Who knows what makes a Spray. I've certainly never built one, and have only seen one up close. But I spent a fair amount of time running numbers, scanning materials lists and daydreaming of the time I would build one of Bruce-Robert’s, Sprays.

Whether multi-chine, wood epoxy, steel or fiberglass, the general themes I see in common with all of them is that of a vessel that is a wonderful load-carrier, seems to carry its buoyancy a little farther forward than is contemporary practice, tends actually to be fairly shallow in the whole, proportionately -- uses the form of a hull for stability as much as ballast, often has a wonderfully curvaceous cut-water and one or two of the larger ones I've seen has carried deck loads that would swamp lesser vessels -- including steel oil-drums strapped to the deck.

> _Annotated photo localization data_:
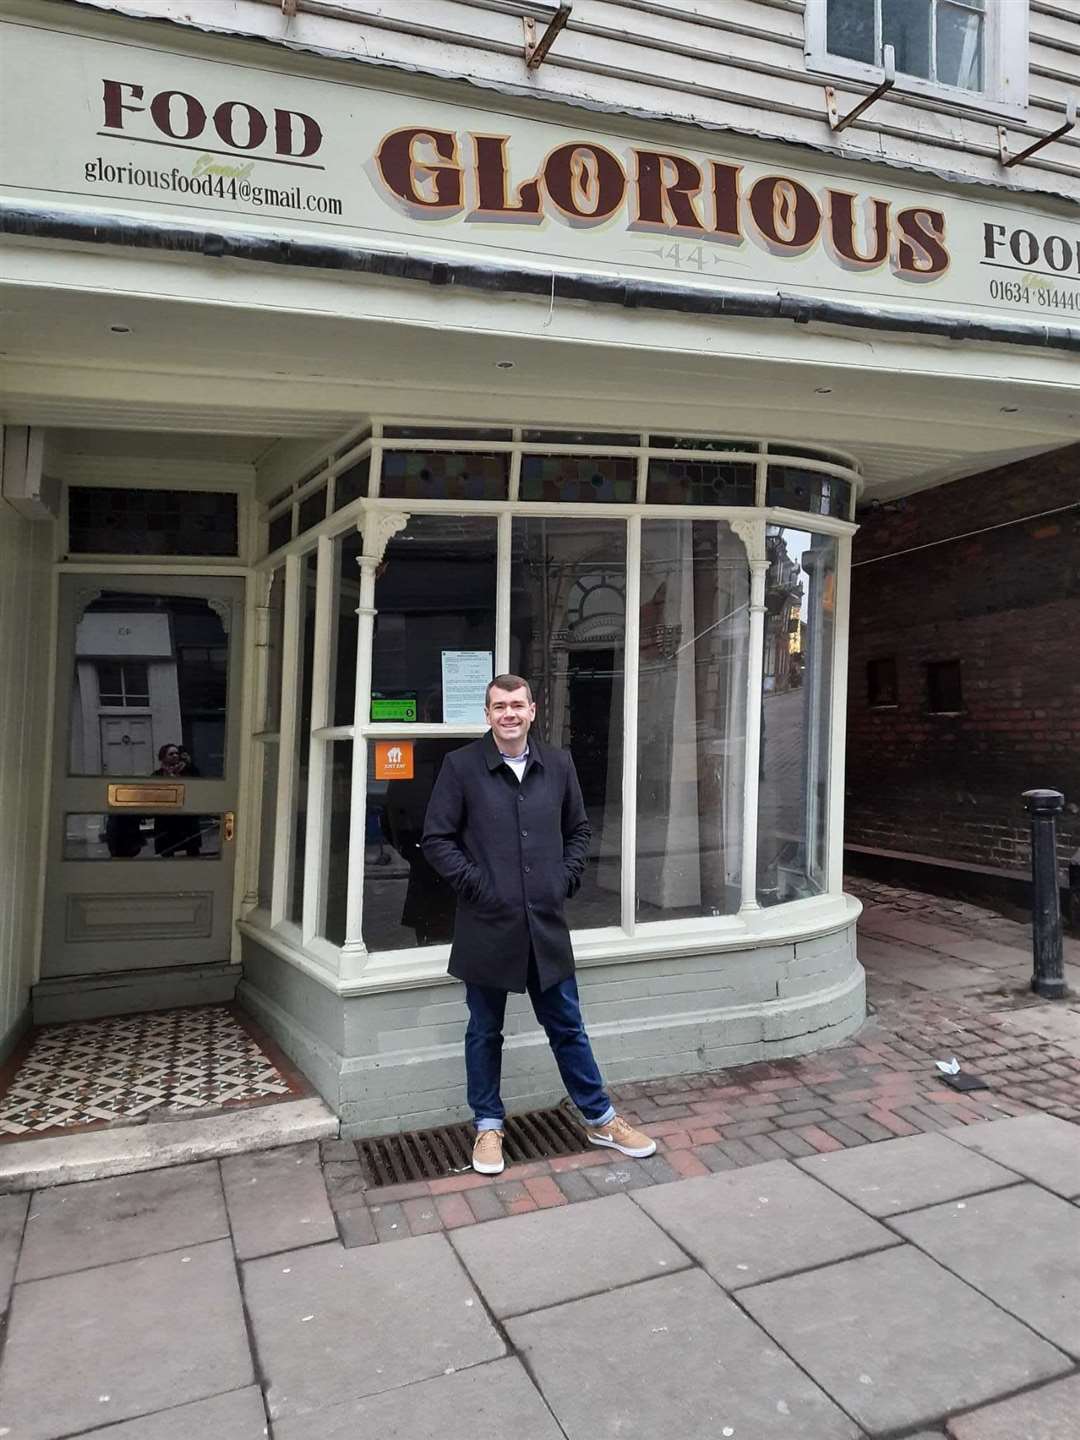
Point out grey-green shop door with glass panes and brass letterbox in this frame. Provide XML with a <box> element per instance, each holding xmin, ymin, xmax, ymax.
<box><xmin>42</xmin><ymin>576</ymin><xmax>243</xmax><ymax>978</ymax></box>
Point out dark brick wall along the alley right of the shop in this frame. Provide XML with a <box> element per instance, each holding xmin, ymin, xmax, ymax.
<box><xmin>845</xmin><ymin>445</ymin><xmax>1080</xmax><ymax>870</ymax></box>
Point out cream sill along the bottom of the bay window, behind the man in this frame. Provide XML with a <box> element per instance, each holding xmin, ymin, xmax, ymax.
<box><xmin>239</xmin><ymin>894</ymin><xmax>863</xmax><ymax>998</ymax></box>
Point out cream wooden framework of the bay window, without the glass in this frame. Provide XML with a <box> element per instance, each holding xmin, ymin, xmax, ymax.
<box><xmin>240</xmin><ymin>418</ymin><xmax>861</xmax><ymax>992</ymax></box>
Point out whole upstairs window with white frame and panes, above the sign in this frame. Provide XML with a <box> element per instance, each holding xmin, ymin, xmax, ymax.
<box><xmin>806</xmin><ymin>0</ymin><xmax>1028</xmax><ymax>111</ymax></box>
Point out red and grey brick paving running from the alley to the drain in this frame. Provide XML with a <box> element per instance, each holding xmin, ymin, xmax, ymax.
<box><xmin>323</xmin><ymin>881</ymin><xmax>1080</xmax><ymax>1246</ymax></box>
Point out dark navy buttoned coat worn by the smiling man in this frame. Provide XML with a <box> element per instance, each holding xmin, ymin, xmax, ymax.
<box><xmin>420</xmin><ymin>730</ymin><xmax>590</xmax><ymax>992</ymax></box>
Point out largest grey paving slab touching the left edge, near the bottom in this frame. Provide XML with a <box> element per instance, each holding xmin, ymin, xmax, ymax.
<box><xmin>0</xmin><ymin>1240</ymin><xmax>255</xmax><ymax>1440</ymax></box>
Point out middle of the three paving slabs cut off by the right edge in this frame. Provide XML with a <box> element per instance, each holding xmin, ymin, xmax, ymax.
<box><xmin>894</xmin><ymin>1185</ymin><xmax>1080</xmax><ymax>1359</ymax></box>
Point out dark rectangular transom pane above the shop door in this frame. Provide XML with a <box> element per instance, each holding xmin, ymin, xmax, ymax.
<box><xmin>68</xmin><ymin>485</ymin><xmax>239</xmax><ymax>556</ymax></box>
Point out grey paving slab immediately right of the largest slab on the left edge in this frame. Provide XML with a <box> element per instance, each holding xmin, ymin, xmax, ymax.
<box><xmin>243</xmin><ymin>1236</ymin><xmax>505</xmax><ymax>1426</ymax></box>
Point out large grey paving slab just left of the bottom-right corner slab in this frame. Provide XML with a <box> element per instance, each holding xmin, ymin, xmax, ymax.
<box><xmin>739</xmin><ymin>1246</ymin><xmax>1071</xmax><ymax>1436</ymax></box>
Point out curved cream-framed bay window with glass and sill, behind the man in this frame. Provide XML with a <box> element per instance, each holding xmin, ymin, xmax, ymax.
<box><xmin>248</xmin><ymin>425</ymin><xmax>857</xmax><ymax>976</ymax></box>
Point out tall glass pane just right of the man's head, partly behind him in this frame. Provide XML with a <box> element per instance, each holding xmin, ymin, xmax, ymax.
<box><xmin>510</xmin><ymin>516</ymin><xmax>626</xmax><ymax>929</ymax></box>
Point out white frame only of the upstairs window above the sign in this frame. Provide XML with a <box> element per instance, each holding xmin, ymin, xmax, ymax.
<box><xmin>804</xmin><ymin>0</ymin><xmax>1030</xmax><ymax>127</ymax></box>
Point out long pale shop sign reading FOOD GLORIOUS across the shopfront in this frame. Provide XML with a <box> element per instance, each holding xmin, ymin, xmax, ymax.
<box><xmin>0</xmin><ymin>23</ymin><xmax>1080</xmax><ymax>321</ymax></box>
--
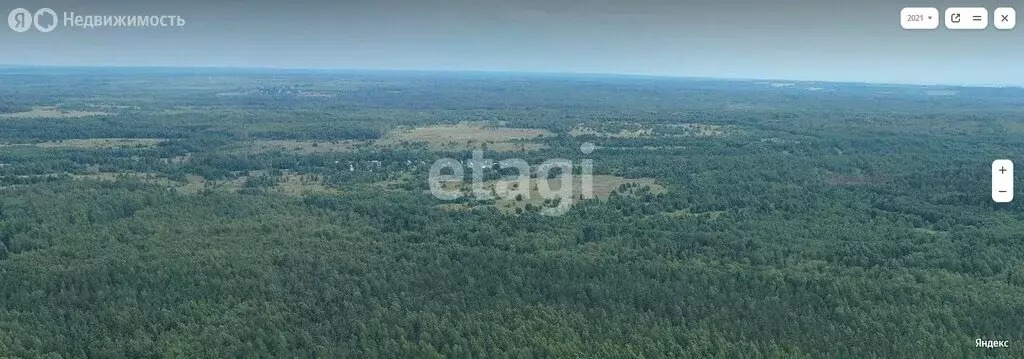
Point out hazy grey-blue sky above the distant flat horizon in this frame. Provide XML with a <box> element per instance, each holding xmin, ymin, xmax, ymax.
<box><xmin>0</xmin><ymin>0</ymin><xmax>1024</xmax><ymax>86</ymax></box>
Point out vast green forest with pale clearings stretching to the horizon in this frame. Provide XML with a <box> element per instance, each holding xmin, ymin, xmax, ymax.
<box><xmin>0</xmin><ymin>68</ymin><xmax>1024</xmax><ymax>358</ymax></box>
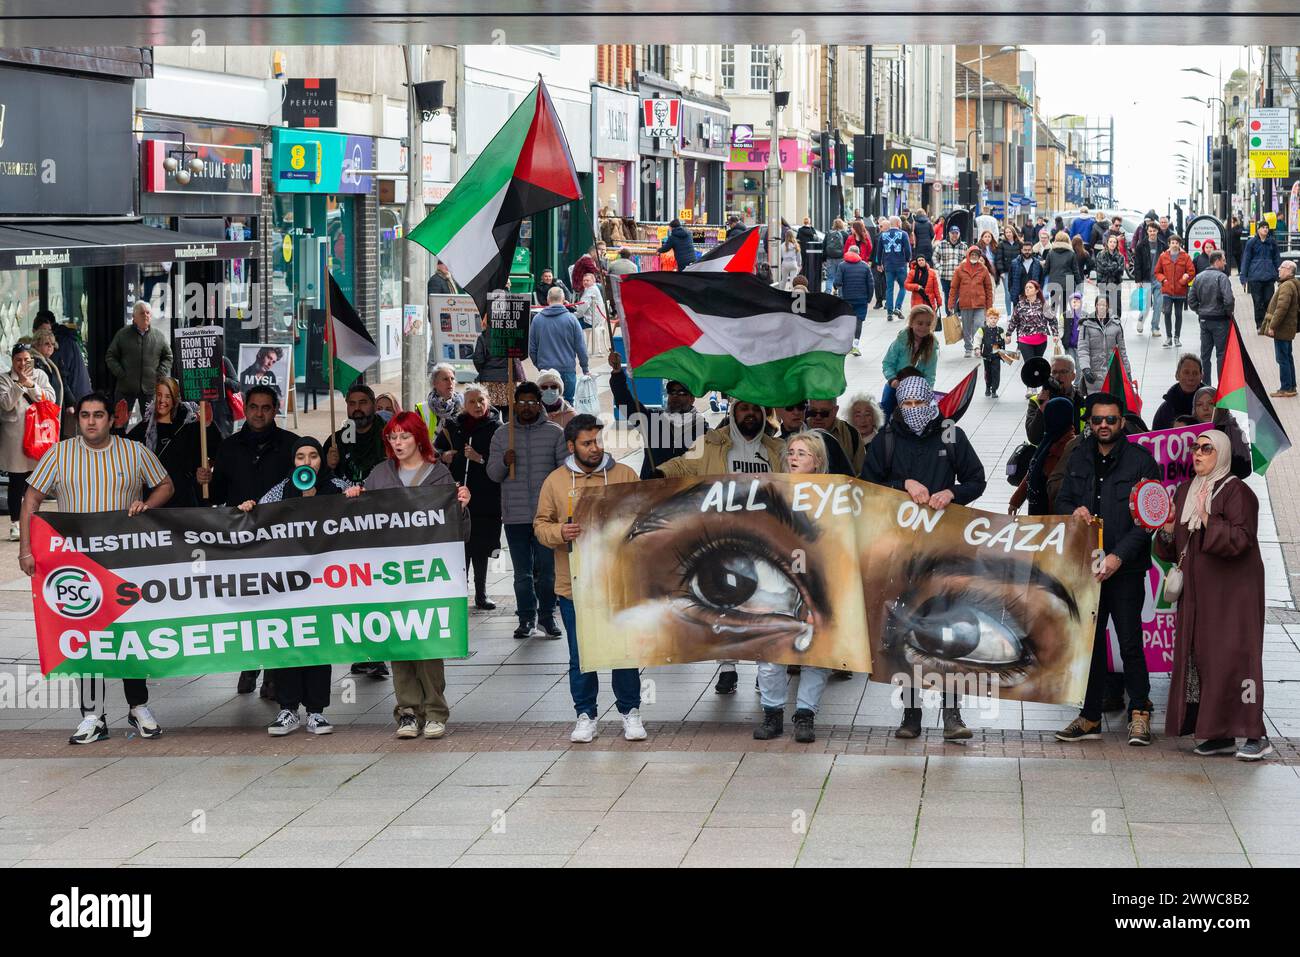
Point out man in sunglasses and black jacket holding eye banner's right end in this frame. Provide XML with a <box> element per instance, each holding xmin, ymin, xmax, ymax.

> _Exercise_: According to the text about Spray vessels, what did one or two of the larger ones have strapped to the deck?

> _Answer to the problem_: Steel oil-drums.